▸ **Selected passage**:
• • • • • • •
There are two groups of templates here: testmain.c is for a standalone test
program that doesn't group tests into suites. test-module.c and test-suite.c
support collecting a large number of tests separated in suites into a single
test program. In most cases you'll want to use the latter.
For a single file test program, copy testmain.c into your test directory,
renaming it appropriately. Write fixtures and test functions as needed and
register them in main(). Create a target in Makefile.am which has this file as
its source.
To use suites, copy test-module.c and test-suite.c to your test directory and
rename them appropriately. You will very likely want several copies of
test-suite.c, one corresponding to each c file in the module directory that
you're testing.
Edit the test module file to call the (renamed) test_suite_module() in
each test-suite file. Add tests and fixtures as needed to the
test-suite files and register them in the (renamed) test_suite_module()
• • • • • • •
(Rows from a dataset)

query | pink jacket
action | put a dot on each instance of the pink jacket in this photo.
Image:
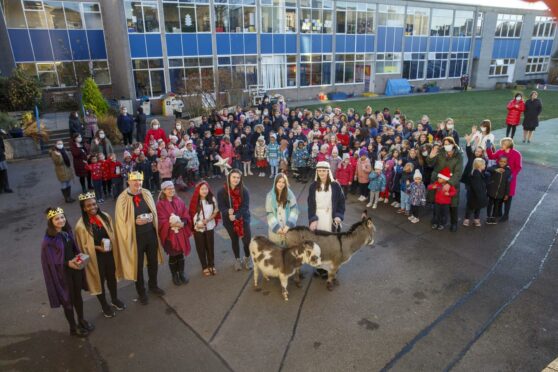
(363, 170)
(514, 162)
(164, 166)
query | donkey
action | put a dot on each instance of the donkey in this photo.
(273, 261)
(336, 248)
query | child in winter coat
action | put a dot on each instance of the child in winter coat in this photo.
(344, 173)
(273, 155)
(417, 196)
(362, 172)
(499, 182)
(404, 183)
(260, 153)
(442, 198)
(376, 185)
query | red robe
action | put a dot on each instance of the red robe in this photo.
(174, 243)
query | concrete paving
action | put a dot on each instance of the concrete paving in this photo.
(482, 299)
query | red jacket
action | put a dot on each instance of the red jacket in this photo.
(441, 197)
(514, 112)
(344, 174)
(96, 170)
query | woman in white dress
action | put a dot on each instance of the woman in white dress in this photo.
(281, 208)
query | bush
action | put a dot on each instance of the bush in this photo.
(108, 124)
(20, 91)
(92, 98)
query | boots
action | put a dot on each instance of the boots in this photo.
(173, 265)
(181, 276)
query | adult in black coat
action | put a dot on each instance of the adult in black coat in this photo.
(533, 108)
(141, 124)
(4, 184)
(74, 124)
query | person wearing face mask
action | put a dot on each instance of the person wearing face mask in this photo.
(515, 107)
(125, 123)
(101, 144)
(155, 133)
(80, 155)
(63, 169)
(448, 156)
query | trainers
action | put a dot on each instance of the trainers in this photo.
(118, 305)
(237, 265)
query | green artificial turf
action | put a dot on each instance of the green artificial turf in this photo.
(466, 108)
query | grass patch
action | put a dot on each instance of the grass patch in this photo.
(466, 108)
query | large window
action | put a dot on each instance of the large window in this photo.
(458, 64)
(141, 16)
(509, 25)
(388, 63)
(391, 15)
(537, 65)
(463, 23)
(186, 18)
(437, 65)
(149, 77)
(442, 20)
(501, 67)
(278, 16)
(413, 65)
(316, 16)
(416, 21)
(545, 27)
(315, 69)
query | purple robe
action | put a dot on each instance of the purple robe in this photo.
(54, 270)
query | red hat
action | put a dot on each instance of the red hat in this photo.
(445, 174)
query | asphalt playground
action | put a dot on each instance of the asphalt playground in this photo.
(481, 299)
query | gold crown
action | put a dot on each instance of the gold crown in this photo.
(87, 195)
(135, 176)
(54, 212)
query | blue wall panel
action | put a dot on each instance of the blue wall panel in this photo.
(61, 45)
(290, 43)
(189, 45)
(266, 42)
(21, 45)
(223, 44)
(305, 44)
(350, 43)
(174, 45)
(97, 48)
(339, 43)
(137, 45)
(237, 44)
(250, 43)
(204, 44)
(478, 45)
(41, 45)
(154, 45)
(278, 43)
(78, 41)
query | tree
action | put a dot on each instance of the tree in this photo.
(92, 97)
(24, 91)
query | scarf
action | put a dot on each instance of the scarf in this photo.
(236, 197)
(94, 220)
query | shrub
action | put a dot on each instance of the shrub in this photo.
(92, 98)
(108, 124)
(23, 91)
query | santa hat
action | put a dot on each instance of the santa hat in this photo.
(445, 174)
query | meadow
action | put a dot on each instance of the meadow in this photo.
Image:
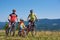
(40, 35)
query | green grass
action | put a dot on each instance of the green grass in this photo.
(42, 35)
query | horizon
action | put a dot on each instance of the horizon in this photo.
(49, 9)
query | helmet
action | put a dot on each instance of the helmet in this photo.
(14, 10)
(31, 11)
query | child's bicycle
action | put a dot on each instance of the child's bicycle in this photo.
(22, 33)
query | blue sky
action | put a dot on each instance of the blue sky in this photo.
(42, 8)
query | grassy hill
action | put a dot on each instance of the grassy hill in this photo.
(42, 35)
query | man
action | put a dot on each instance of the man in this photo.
(12, 19)
(32, 17)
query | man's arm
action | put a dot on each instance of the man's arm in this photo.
(9, 17)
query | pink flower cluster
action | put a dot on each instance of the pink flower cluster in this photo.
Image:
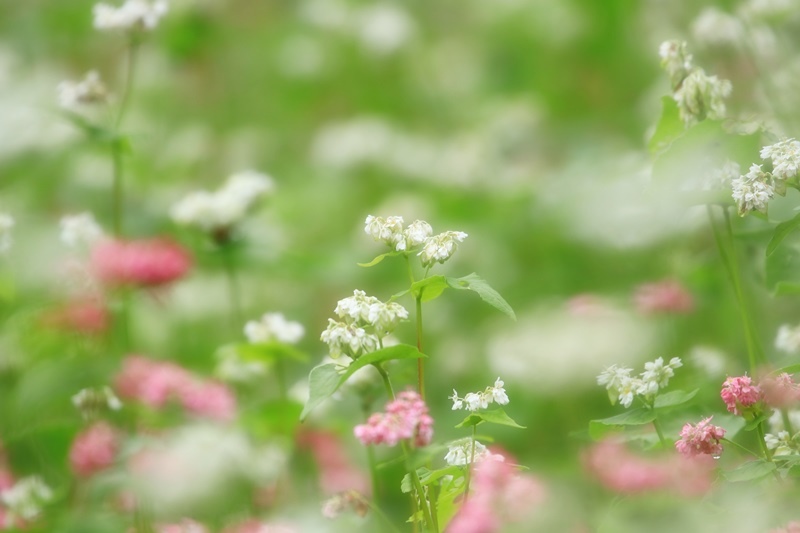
(143, 263)
(155, 382)
(738, 392)
(619, 470)
(499, 495)
(666, 296)
(781, 391)
(405, 418)
(93, 450)
(702, 439)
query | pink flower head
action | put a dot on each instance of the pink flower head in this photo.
(143, 263)
(700, 439)
(405, 418)
(740, 392)
(781, 391)
(666, 296)
(93, 450)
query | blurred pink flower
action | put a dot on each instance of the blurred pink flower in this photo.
(740, 392)
(619, 470)
(700, 439)
(337, 473)
(144, 263)
(781, 391)
(93, 450)
(406, 417)
(667, 296)
(498, 495)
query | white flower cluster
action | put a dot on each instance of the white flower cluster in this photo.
(90, 90)
(698, 95)
(481, 400)
(365, 321)
(461, 453)
(753, 191)
(80, 230)
(140, 15)
(6, 223)
(435, 248)
(25, 499)
(273, 327)
(623, 387)
(220, 210)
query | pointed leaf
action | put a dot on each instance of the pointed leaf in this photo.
(474, 282)
(674, 398)
(496, 416)
(326, 379)
(782, 230)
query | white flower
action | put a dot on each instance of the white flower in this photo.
(440, 248)
(273, 326)
(461, 452)
(138, 15)
(785, 156)
(90, 90)
(701, 96)
(752, 191)
(80, 230)
(25, 499)
(6, 223)
(675, 59)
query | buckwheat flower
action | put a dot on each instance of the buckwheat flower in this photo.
(88, 91)
(676, 60)
(753, 191)
(144, 263)
(25, 499)
(788, 339)
(739, 392)
(273, 327)
(440, 248)
(785, 156)
(93, 450)
(700, 439)
(6, 223)
(405, 418)
(348, 339)
(133, 15)
(80, 230)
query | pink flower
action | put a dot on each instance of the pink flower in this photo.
(666, 296)
(93, 450)
(780, 392)
(144, 263)
(405, 418)
(210, 399)
(498, 496)
(700, 439)
(740, 392)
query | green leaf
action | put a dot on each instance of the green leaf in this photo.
(634, 417)
(496, 416)
(674, 398)
(429, 288)
(474, 282)
(379, 259)
(782, 230)
(326, 379)
(750, 471)
(669, 127)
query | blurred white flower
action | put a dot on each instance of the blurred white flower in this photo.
(6, 223)
(273, 326)
(80, 230)
(90, 90)
(139, 15)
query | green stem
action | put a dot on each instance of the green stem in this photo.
(727, 252)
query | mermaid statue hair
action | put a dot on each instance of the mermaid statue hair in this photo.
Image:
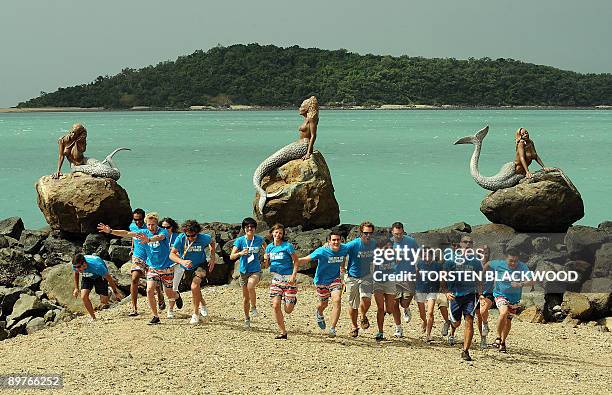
(313, 108)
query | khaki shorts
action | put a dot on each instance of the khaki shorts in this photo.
(405, 289)
(244, 278)
(357, 288)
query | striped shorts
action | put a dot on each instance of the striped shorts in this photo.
(324, 291)
(163, 276)
(281, 287)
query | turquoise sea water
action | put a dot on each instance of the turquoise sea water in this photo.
(386, 165)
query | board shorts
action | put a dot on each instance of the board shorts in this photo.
(324, 291)
(138, 265)
(99, 283)
(163, 276)
(465, 305)
(512, 307)
(281, 288)
(404, 289)
(244, 278)
(423, 297)
(384, 287)
(357, 288)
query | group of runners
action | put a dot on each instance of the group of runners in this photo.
(165, 257)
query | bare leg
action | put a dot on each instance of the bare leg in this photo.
(87, 302)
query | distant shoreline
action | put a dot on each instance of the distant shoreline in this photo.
(384, 107)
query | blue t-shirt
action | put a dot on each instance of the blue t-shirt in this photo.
(328, 266)
(96, 267)
(158, 252)
(140, 250)
(360, 257)
(428, 277)
(196, 251)
(464, 283)
(280, 258)
(406, 265)
(254, 246)
(504, 287)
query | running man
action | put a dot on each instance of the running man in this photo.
(249, 248)
(189, 252)
(359, 276)
(405, 290)
(95, 275)
(158, 261)
(139, 263)
(463, 291)
(331, 264)
(283, 266)
(508, 293)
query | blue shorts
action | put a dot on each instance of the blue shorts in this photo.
(463, 306)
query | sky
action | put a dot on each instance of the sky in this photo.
(47, 44)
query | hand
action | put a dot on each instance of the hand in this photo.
(104, 228)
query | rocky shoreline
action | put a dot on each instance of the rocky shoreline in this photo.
(36, 287)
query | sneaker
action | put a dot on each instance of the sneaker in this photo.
(365, 323)
(445, 328)
(485, 329)
(407, 315)
(465, 355)
(320, 319)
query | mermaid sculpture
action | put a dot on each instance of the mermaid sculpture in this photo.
(72, 146)
(512, 172)
(301, 149)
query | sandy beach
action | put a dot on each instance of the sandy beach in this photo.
(119, 354)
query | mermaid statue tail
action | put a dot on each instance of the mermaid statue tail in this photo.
(286, 154)
(105, 169)
(505, 178)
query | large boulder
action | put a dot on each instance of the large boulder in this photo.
(11, 227)
(76, 202)
(307, 196)
(545, 202)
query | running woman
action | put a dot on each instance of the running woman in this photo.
(283, 262)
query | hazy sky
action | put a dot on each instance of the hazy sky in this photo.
(46, 44)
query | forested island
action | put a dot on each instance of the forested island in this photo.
(273, 76)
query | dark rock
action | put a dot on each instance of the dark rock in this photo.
(14, 263)
(542, 203)
(32, 240)
(97, 244)
(603, 261)
(120, 254)
(307, 197)
(76, 203)
(583, 241)
(11, 227)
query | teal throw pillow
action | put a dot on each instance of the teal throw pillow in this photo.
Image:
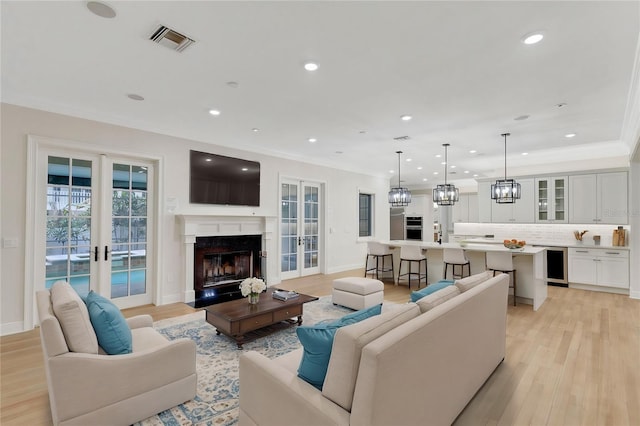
• • • • • • •
▸ **Job A**: List every file name that appears in the passage on test templates.
▸ **Job B**: Please pull out each line of the records that contains the word "tree".

▸ **Written reply A**: testmain.c, test-module.c, test-suite.c, Makefile.am

▸ **Written reply B**:
query | tree
action | put a dot on each instance of the tree in this photo.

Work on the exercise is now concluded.